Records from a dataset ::

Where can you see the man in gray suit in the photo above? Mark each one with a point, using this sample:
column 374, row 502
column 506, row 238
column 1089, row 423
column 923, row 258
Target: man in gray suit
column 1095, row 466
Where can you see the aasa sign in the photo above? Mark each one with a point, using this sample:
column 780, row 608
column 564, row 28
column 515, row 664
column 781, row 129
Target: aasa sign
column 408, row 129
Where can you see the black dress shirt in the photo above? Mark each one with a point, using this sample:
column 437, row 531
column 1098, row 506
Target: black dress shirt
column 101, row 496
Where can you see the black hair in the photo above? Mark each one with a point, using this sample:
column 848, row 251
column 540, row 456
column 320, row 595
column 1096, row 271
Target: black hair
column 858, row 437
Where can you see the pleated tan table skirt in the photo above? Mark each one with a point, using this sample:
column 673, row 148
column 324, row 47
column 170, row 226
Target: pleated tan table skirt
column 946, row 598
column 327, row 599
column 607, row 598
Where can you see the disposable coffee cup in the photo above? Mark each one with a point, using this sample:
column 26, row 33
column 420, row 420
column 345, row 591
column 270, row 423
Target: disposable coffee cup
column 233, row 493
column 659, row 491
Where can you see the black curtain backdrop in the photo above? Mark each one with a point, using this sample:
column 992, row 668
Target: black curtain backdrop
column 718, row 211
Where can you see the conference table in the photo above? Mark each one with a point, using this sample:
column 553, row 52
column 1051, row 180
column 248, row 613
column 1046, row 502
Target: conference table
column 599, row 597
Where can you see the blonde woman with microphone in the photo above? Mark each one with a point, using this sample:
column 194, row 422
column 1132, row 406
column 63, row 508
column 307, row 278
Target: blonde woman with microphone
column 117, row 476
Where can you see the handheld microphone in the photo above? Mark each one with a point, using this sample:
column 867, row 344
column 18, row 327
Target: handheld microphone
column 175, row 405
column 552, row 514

What is expected ::
Each line of the records above, from the first through the one containing "column 515, row 664", is to be retyped exactly; no other line belongs.

Solution to the exercise ::
Where can you see the man in gray suit in the photo above? Mark each one with a point, using this sample:
column 374, row 502
column 506, row 238
column 1089, row 423
column 923, row 258
Target: man in gray suit
column 1095, row 466
Where can you see the aasa sign in the photo above? Mark each one with a point, using this sample:
column 780, row 608
column 564, row 28
column 515, row 664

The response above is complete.